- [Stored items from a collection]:
■ ■ ■ ■

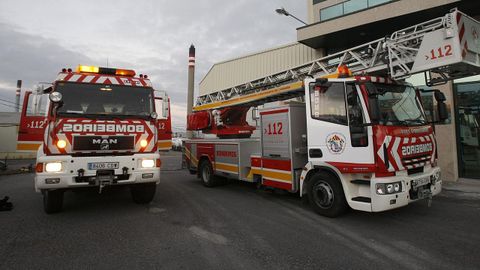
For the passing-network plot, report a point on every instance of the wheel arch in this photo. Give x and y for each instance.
(321, 168)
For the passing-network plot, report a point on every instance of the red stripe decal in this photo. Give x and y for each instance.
(274, 112)
(461, 33)
(353, 167)
(256, 161)
(276, 184)
(283, 165)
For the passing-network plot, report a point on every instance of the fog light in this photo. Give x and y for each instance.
(380, 189)
(148, 163)
(52, 180)
(147, 175)
(389, 188)
(61, 144)
(53, 167)
(396, 187)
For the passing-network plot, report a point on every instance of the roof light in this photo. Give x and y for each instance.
(103, 70)
(343, 71)
(87, 69)
(125, 72)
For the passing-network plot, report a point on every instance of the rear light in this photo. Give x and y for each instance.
(39, 167)
(384, 174)
(61, 144)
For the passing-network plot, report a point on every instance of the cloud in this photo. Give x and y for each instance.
(151, 37)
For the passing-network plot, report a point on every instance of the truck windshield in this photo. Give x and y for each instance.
(99, 99)
(399, 105)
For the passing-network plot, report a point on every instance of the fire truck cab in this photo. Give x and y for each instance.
(101, 127)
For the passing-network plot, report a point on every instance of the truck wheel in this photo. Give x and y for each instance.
(206, 174)
(143, 193)
(326, 195)
(52, 201)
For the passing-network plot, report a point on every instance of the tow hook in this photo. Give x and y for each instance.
(427, 194)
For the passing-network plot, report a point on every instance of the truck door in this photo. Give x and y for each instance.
(33, 121)
(164, 128)
(336, 134)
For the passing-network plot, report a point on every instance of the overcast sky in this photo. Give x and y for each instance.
(39, 38)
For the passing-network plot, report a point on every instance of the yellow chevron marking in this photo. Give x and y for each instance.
(164, 144)
(226, 167)
(251, 97)
(284, 177)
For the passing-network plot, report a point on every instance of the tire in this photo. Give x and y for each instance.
(53, 201)
(143, 193)
(326, 196)
(206, 174)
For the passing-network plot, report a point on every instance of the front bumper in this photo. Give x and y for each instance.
(408, 194)
(69, 176)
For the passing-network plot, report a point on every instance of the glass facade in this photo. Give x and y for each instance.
(348, 7)
(467, 99)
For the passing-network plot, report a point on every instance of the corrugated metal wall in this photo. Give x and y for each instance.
(250, 67)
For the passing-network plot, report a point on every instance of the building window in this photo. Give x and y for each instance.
(348, 7)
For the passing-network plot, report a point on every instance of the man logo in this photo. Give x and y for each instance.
(104, 143)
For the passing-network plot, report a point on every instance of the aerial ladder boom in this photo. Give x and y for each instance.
(448, 47)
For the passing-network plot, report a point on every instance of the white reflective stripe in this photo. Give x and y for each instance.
(88, 79)
(395, 155)
(61, 76)
(74, 78)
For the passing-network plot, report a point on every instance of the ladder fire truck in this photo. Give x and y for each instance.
(96, 127)
(358, 139)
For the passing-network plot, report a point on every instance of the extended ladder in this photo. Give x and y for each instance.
(448, 46)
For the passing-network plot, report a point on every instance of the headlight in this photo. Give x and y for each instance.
(390, 188)
(53, 167)
(148, 163)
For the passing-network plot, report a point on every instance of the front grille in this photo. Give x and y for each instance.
(415, 170)
(103, 143)
(416, 161)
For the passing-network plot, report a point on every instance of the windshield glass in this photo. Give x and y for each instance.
(399, 105)
(99, 99)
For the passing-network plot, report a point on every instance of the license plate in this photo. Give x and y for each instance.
(102, 165)
(421, 181)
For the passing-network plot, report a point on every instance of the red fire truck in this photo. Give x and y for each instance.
(356, 136)
(96, 127)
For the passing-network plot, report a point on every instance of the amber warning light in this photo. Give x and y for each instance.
(107, 71)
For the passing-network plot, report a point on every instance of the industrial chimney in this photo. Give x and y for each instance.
(191, 83)
(17, 95)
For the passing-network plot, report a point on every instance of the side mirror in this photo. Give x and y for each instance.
(441, 106)
(374, 109)
(442, 111)
(55, 97)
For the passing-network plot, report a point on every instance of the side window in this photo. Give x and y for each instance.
(37, 105)
(327, 103)
(356, 118)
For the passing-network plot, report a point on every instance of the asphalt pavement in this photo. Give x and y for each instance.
(233, 226)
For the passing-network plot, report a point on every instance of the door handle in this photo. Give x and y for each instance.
(315, 153)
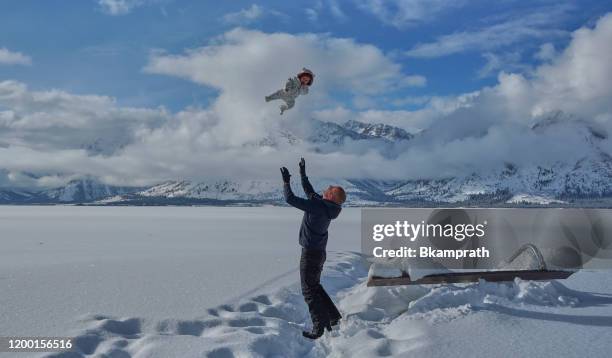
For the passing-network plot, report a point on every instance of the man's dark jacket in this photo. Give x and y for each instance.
(318, 213)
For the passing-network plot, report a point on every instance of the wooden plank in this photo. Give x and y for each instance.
(458, 277)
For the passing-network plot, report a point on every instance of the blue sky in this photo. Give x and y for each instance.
(82, 47)
(135, 92)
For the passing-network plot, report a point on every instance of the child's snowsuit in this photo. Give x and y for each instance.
(293, 88)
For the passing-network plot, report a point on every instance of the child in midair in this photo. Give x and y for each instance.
(294, 87)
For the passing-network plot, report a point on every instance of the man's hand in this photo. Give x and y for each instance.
(286, 175)
(302, 165)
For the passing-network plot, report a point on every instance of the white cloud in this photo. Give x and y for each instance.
(247, 65)
(244, 16)
(403, 13)
(119, 7)
(41, 132)
(536, 25)
(508, 62)
(13, 58)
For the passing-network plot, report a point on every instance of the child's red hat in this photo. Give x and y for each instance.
(306, 72)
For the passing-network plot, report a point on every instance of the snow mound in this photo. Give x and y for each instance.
(449, 300)
(377, 321)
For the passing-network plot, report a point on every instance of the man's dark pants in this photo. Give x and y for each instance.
(321, 307)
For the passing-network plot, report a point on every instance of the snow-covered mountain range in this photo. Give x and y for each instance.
(559, 183)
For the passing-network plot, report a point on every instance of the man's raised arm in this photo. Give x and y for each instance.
(299, 203)
(308, 189)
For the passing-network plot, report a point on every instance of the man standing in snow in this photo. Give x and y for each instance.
(318, 213)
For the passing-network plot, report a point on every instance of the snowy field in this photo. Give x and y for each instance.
(223, 282)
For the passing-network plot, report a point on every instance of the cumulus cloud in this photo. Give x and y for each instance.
(244, 16)
(403, 13)
(42, 131)
(247, 65)
(13, 58)
(536, 25)
(121, 7)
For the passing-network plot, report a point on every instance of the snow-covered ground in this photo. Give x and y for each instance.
(223, 282)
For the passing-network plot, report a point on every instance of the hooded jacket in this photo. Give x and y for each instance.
(294, 88)
(318, 213)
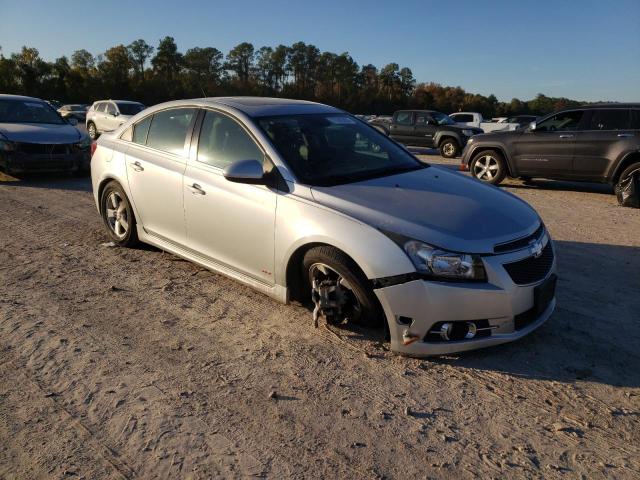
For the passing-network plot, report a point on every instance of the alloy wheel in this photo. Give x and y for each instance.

■ ■ ■ ■

- [Task statement]: The answer consists of the records repeated exactly, without any images.

- [Problem solution]:
For the passing-network plot, report a point on every instance of the wheel arch in this photo. Give x and y for each instance.
(321, 168)
For the passing-network plot, report a point on every instance of the red stripe decal in this photo. Give x and y for each instance.
(274, 112)
(461, 33)
(353, 167)
(256, 161)
(276, 184)
(283, 165)
For the passing-network plot, report a point on every instance of the fog light in this photo. Give x and y for each instance.
(380, 189)
(148, 163)
(52, 180)
(147, 175)
(389, 188)
(61, 144)
(53, 167)
(396, 187)
For the passing-network plot, report a point on every instance of the roof light in this photo. Give x and y for each instance.
(103, 70)
(343, 71)
(87, 69)
(125, 72)
For the passing-network plot, report a point on every instance of the rear light in this photo. Give x and y for each instance.
(39, 167)
(384, 174)
(61, 144)
For the passing-network plot, report a point on every instance of the cloud in this photo. Give x and y for each instance.
(151, 37)
For the passing-network plot, report a point on every instance of the truck windshield in this photo. Give x and y for each instance.
(99, 99)
(399, 105)
For the passing-network plot, report a point on every instance of the fire truck cab in this photo. Give x and y for each instance.
(101, 127)
For the passing-network plot, report a point on every instance of the truck wheel in this photo. Give x and y for each instance.
(206, 174)
(143, 193)
(326, 195)
(52, 201)
For the passing-network plot, report a point on every instance of the tow hook in this photo. Give x and y for each instance.
(427, 194)
For the passing-network plot, report a point on every instance of the truck door in this photo. Give x and y for each instance.
(33, 121)
(164, 128)
(336, 134)
For the passing-network plot, report a point on every instance of the overcast sky in this photo. Give x and y for each instance.
(39, 38)
For the passing-network plot, report a point on every instance of the yellow chevron marking in this photo. Give x and y for each instance.
(164, 144)
(226, 167)
(251, 97)
(284, 177)
For the passing-network plot, report a point on every instance of the tire in this photo. Give x and y for each instance.
(53, 201)
(143, 193)
(326, 196)
(206, 174)
For the passing-network plot, report a point on every instance of the front bumper in this photo. Give x and y for each instance.
(408, 194)
(69, 176)
For the passing-network plot, report a point on every instance of the glass facade in this photo. Give x and y for each instance.
(348, 7)
(467, 99)
For the passing-network plot, report a point on every instance of the corrugated metal wall in this photo. Give x and y for each instance.
(250, 67)
For the passing-network plot, report a point on every instance of the building window in this photo. Give x and y for each instance.
(348, 7)
For the passing-network plot, report a point on every instance of the man logo in this photo. Give x and y for each instance.
(104, 143)
For the passing-network plot, report a point on every instance of the aerial ladder boom in this photo. Give x and y for each instance.
(448, 47)
For the passing-network plot, report a point on every instance of the white reflective stripe in this photo. Give x and y for each instance.
(88, 79)
(395, 155)
(61, 76)
(74, 78)
For the passing-network plot, report a point on every instance of the ladder fire truck in this photo. Give x and y for each instance.
(96, 127)
(358, 139)
For the passing-network plot, report a point on every instance of the extended ladder in this photo. Give x and y for each instance.
(448, 46)
For the passing-network plot, report a point on every instance of the headlight in this photo. Give x and y for each instance.
(390, 188)
(53, 167)
(148, 163)
For the passing-network plot, report a point on every instance of the front grille in this photo. Give x and y for each instance.
(415, 170)
(103, 143)
(416, 161)
For the passing-network plot, report a point on every instance of the windshield glass in this photo. Give x and y for each instance.
(399, 105)
(99, 99)
For the passing-network plot, report a point on every instance of the license plate in this photo. Give x and y for each instance.
(102, 165)
(421, 181)
For the passing-network plot, report a point on every instance of the red fire truck in this photo. Give x and y for each instance.
(356, 136)
(96, 127)
For the passing-network plot, report a point on every instance of the amber warning light in this photo. Give x and y for each instance.
(107, 71)
For the passing-network plot, report a point on every instance of the industrial chimney in this photo. Give x and y for each instance.
(191, 83)
(17, 95)
For the passing-network plot, report a point on every instance of the side mirror in this photo. Give x and y for each instance.
(441, 106)
(374, 109)
(442, 111)
(55, 97)
For the passing-network plot, report a point on every instance of the side window in this photo. Give x and y for each instance.
(37, 105)
(327, 103)
(356, 118)
For the passing-network plot, report a point on every instance of the asphalt pavement in this photo. Give x and y for each instance.
(233, 226)
For the passing-network plot, report a point on every instance of the door handle in this photo. Give x and y for each instance.
(315, 153)
For the passing-network plot, report a point on every instance of the man's dark jacket in this photo. Give x and y for each instance.
(318, 213)
For the passing-network plot, report a point on every instance of the wooden plank in this photo. Give x and y for each instance.
(458, 277)
For the passing-network plot, report a point on every instance of the blue sky in this photo. Give x and y for each instance.
(82, 47)
(135, 92)
For the passing-network plot, report a point on every instance of the child's snowsuit in this photo. Give x and y for each instance.
(293, 88)
For the passing-network plot, report a point on every instance of the child in midair in this photo. Give x and y for each instance.
(294, 87)
For the passing-network plot, report a point on every instance of the man's hand in this photo. Give x and y for each instance.
(286, 175)
(302, 165)
For the passing-network plot, report a point on every instance of the white cloud in this photo. Give x and y for each instance.
(247, 65)
(244, 16)
(403, 13)
(119, 7)
(41, 132)
(536, 25)
(508, 62)
(13, 58)
For the passing-network plot, report a point on every instance of the child's red hat in this photo. Give x and y for each instance.
(306, 72)
For the passing-network plot, report a point on every instance of the snow mound in this photo. Give x and y for each instance.
(449, 300)
(377, 321)
For the passing-network plot, report a point on every instance of the man's dark pants in this photo. Give x and y for each instance.
(321, 307)
For the passing-network plot, report a point on every instance of the snow-covered mountain range in this photo. Give x and y for each instance.
(559, 183)
For the passing-network plot, report a point on every instance of the man's raised arm in this photo. Give x and y for each instance.
(299, 203)
(308, 189)
For the passing-network plot, report a point on every instance of the man standing in snow in this photo. Give x and y for each instance.
(318, 213)
For the passing-network plot, report a point on every instance of the snowy field in this photo. Give x and y for each instance.
(223, 282)
For the passing-network plot, report a point on every instance of the cumulus cloud in this photo. Give x and y for each instance.
(244, 16)
(403, 13)
(42, 131)
(247, 65)
(13, 58)
(536, 25)
(121, 7)
For the passing-network plot, report a point on every instance of the snow-covered ground in this photo. Give x and y for each instance.
(223, 282)
For the passing-network plot, report a point on every instance of the hooded jacket in this photo. Give x and y for each instance.
(294, 88)
(318, 213)
For the passing-network plot, report a point on every instance of the alloy wheel in this photo. Give x and y for each instance.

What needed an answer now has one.